_Problem requirements:_ Repeat the whole listing exactly as written.

_Provided data:_
########
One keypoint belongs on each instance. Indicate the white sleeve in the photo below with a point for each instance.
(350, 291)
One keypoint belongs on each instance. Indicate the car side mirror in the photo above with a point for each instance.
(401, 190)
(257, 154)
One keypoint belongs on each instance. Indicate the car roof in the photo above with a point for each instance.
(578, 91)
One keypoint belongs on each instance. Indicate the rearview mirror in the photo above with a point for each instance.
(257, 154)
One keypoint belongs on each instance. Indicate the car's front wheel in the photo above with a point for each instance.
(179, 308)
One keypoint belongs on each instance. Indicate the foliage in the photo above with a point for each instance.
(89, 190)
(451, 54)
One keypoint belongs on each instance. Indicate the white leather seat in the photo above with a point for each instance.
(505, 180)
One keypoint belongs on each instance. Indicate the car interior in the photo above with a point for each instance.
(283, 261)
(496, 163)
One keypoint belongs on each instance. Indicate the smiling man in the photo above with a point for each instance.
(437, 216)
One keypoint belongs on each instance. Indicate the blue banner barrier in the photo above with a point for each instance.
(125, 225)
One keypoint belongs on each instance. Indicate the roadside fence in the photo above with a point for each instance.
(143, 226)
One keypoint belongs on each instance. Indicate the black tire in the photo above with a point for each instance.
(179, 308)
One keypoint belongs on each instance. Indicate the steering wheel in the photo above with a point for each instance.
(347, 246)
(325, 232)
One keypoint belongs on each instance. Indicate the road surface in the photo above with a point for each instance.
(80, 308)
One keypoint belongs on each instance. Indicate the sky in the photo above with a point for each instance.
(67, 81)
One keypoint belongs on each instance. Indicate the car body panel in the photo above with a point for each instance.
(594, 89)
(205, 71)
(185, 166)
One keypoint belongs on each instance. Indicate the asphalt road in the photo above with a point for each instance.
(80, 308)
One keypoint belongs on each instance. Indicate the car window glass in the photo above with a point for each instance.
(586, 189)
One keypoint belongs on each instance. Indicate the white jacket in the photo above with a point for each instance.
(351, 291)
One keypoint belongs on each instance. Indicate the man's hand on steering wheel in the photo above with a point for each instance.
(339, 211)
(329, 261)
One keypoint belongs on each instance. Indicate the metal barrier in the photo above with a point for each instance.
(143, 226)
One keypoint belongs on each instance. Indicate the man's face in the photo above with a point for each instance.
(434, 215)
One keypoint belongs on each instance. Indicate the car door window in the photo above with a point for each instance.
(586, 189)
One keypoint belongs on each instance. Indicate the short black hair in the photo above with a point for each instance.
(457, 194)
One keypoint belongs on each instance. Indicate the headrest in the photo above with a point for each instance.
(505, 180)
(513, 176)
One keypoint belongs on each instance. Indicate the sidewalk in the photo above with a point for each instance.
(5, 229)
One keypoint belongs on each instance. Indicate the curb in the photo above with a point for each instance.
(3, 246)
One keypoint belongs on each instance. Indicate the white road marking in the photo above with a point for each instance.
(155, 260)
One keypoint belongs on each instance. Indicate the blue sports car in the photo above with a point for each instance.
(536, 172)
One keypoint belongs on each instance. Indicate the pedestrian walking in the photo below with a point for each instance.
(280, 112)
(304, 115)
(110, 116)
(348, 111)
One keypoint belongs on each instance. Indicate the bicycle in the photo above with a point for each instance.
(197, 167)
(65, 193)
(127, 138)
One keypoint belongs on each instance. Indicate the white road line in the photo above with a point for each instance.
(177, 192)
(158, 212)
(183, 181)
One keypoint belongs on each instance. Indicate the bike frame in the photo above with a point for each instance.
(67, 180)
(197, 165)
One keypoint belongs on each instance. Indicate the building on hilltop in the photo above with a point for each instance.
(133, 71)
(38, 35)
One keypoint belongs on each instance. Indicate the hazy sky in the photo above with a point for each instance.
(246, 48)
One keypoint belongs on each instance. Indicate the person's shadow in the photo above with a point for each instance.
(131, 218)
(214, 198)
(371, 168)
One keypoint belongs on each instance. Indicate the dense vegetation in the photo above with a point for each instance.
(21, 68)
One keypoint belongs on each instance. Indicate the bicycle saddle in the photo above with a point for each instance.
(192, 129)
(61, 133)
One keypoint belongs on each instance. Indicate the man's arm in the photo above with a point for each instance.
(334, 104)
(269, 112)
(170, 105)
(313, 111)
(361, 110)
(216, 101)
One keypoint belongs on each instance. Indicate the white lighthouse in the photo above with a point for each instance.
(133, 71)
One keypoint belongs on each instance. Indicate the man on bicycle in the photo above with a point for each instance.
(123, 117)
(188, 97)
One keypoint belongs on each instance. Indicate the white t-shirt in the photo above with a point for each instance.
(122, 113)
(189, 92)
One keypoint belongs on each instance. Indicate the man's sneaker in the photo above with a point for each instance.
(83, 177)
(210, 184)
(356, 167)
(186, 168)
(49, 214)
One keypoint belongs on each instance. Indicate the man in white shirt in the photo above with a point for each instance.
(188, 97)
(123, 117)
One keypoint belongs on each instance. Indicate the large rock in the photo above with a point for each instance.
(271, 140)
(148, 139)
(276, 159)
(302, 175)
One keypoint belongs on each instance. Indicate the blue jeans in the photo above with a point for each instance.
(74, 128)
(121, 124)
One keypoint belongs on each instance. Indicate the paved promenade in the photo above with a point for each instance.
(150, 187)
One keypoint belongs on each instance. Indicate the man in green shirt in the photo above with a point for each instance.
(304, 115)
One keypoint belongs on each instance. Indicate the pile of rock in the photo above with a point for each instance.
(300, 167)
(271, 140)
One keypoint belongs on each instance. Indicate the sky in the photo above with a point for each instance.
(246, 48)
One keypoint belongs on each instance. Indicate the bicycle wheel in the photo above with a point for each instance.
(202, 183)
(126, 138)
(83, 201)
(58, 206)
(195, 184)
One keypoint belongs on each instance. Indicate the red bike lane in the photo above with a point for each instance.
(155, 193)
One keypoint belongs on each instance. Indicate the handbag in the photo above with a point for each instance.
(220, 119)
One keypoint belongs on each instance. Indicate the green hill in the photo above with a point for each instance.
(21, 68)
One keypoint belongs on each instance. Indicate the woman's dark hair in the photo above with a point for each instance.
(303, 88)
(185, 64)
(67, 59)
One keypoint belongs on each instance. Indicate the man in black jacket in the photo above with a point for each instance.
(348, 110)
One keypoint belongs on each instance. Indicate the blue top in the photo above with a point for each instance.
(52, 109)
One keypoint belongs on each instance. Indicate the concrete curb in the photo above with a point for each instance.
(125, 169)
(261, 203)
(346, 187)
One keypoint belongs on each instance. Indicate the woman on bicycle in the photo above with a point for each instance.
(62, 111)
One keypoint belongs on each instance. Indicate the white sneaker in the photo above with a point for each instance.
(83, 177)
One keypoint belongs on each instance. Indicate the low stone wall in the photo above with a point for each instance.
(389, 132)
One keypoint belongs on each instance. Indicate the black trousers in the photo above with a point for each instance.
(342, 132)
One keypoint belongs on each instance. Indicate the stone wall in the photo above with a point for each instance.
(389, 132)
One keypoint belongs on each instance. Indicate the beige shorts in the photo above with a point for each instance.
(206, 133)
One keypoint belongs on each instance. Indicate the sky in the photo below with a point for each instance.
########
_Result for this exercise:_
One keypoint belongs on each instance. Indicate the white sleeve in the photo below with a point for each instance.
(350, 291)
One keypoint belongs on each instance. Indicate the car side mirror in the photo above with a point for each instance.
(401, 190)
(257, 154)
One keypoint belongs on each instance. Indicate the car roof in the photo above with a point for each instance.
(578, 91)
One keypoint belongs on each instance. Indicate the rearview mirror in the photo above with a point for each instance.
(257, 154)
One keypoint belongs on each instance. Indicate the car's front wheel in the photo above with a point for each instance.
(179, 308)
One keypoint belongs on each instance. Indicate the foliage in the photo above with a point for each instance.
(89, 190)
(451, 54)
One keypoint belongs on each instance. Indicate the white leather seat in the photo above with a point for each instance.
(505, 180)
One keypoint belongs on each instance. Indicate the car interior in the photo above with a point for each instance.
(283, 261)
(496, 163)
One keypoint belongs on each instance. Indicate the smiling man in the photo above with a point for each instance.
(437, 216)
One keypoint belongs on each instance. Indicate the blue banner barrier in the photo above with a point for each instance.
(125, 225)
One keypoint belongs on each instance. Indicate the roadside fence in the photo above with a point for each instance.
(143, 226)
One keypoint belongs on each instance. Indicate the black tire in the photo above with a point for each instance.
(179, 308)
One keypoint belongs on each instance. Indicate the steering wheel in the photo above with a point for each instance.
(347, 246)
(325, 232)
One keypoint belongs on each instance. Indicate the road surface in the photo above with a point for each instance.
(80, 308)
One keypoint belongs on each instance. Indicate the sky in the photo above with a point for each instance.
(67, 81)
One keypoint belongs on each instance. Indicate the car body panel in the photo above with a point for each instance.
(594, 89)
(205, 71)
(185, 166)
One keypoint belongs on each instance. Indicate the asphalt road in the photo above with a point for each instance.
(80, 308)
One keypoint belongs on each instance. Indicate the car window glass in the photo above with a point for each instance.
(586, 189)
One keypoint belongs on each instance. Indicate the white jacket in the photo above with a point for each instance.
(351, 291)
One keypoint belongs on each instance. Indicate the man's hand on steering wheel in the photo above with a point for each instance.
(339, 211)
(329, 261)
One keypoint belongs on each instance. Indicate the metal barrier in the photo above with a point for each instance.
(143, 226)
One keypoint belongs on each instance. Indicate the man's face in the photo above with a point for each instance.
(434, 215)
One keypoint belongs on each instance. Indicate the car door window in the photo above with a point for each instance.
(586, 189)
One keypoint belongs on each instance. Indicate the short black hair in the photo above with a point for each instance.
(457, 194)
One keypoint belongs on each instance. Indicate the headrest in the photo above with a point for each instance.
(505, 180)
(513, 176)
One keypoint belongs on each instance. Indicate the sidewalk in the photo above with a point for each instance.
(5, 229)
One keypoint belongs on each instance. Indicate the curb in the photo above with a point for each instance.
(3, 246)
One keypoint belongs on each instance. Indicate the white road marking in the photo above with a point for each instance.
(155, 260)
One keypoint belongs on each instance. Indicate the blue sports car in the photo above with a point for each instance.
(536, 172)
One keypoint belongs on each instance. Indicate the pedestrian walking in the photo below with a point for each instance.
(280, 112)
(304, 115)
(110, 116)
(348, 111)
One keypoint belongs on each instance. Indicate the bicycle in the photo above with a point for each instance.
(197, 167)
(65, 193)
(127, 138)
One keypoint belongs on each instance. Indicate the white road line in the photo above with a point for each instance.
(177, 192)
(158, 212)
(183, 181)
One keypoint belongs on each instance. Indicate the bike frame in the photo above with a point for each instance.
(67, 180)
(197, 165)
One keypoint belongs on each instance. Indicate the building on hilltop in the photo above with a point for each instance.
(133, 71)
(38, 35)
One keypoint belongs on each instance. Indicate the hazy sky in the photo above with a point for each instance.
(246, 48)
One keypoint belongs on each instance. Indicate the person's shadow in the photo above with a point for each instance.
(131, 218)
(214, 198)
(371, 168)
One keypoint belongs on each instance. Indicate the dense vegetation in the photo above with a point for each instance.
(21, 68)
One keypoint belongs on each instance. Indicate the bicycle saddle in the photo above with a point for each instance.
(192, 129)
(61, 133)
One keypoint belongs on each instance. Indicate the man's arm in the photo above with a point for each instance.
(334, 104)
(269, 112)
(170, 105)
(313, 111)
(361, 110)
(216, 101)
One keypoint belongs on each instance. Indicate the white lighthouse in the photo above with a point for each instance.
(133, 71)
One keypoint belongs on each instance. Indicate the man on bicycle in the photo above with a point for each instance.
(123, 117)
(188, 97)
One keypoint belongs on each instance. Indicate the white t-shirt in the photo above with a point for each instance.
(122, 113)
(189, 92)
One keypoint belongs on each instance. Indicate the man's sneaker in the photo above with a point for each instance.
(83, 177)
(210, 184)
(356, 167)
(186, 168)
(49, 214)
One keypoint belongs on each instance. Indicate the man in white shirt in the photo above with a point for each instance.
(188, 97)
(123, 117)
One keypoint belongs on each instance. Indicate the large rock in the photo above with a point for each instance.
(271, 140)
(148, 139)
(276, 159)
(302, 175)
One keypoint belongs on each instance. Indicate the blue jeans in the photo above with a point for each instance.
(74, 128)
(121, 124)
One keypoint belongs on each instance. Indicate the paved promenade in the photo above with a point for each instance.
(150, 187)
One keypoint belongs on each instance. Indicate the man in green shirt in the photo above with a point for each instance.
(304, 115)
One keypoint belongs on each instance. Indicate the pile of rock in the photo above with a point for each instance.
(300, 167)
(271, 140)
One keypoint belongs on each instance. Indicate the sky in the photo above with a point for each instance.
(246, 48)
One keypoint belongs on each instance. Indicate the bicycle wheel in the photo above with a point for each instance.
(202, 183)
(126, 138)
(83, 201)
(58, 206)
(195, 184)
One keypoint belongs on each instance. Indicate the red bike lane in the photo above with a point for each instance.
(155, 193)
One keypoint belongs on each instance. Indicate the handbag in the photo above with a point for each instance.
(220, 119)
One keypoint belongs on each instance. Indicate the green hill in the photo above with a point for each instance.
(21, 68)
One keypoint belongs on each instance. Indicate the woman's dark hair in the photo above with a point for each instance.
(303, 88)
(185, 64)
(67, 59)
One keypoint belongs on each instance. Indicate the man in black jacket in the photo above with a point for each instance.
(348, 110)
One keypoint belongs on each instance. Indicate the blue top in the photo above with a point for each instance.
(52, 109)
One keypoint belongs on each instance. Indicate the concrete curb in the photo above with a point for each instance.
(125, 169)
(261, 203)
(346, 187)
One keypoint belongs on each instance. Indicate the woman on bicycle in the photo above with a point for each instance.
(62, 111)
One keypoint belongs on each instance. Indicate the white sneaker in the photo above with a point for each instance.
(83, 177)
One keypoint belongs on each instance. Indicate the low stone wall in the photo above with a point for each instance.
(389, 132)
One keypoint belongs on each instance. Indicate the black trousers in the photo above with a point for each instance.
(342, 132)
One keypoint belongs on each instance. Indicate the stone wall in the photo above with a point for each instance.
(389, 132)
One keypoint belongs on each instance. Indicate the beige shorts in the photo above with a point for each instance.
(206, 133)
One keypoint belongs on each instance. Indicate the sky in the photo below with a point for each instance.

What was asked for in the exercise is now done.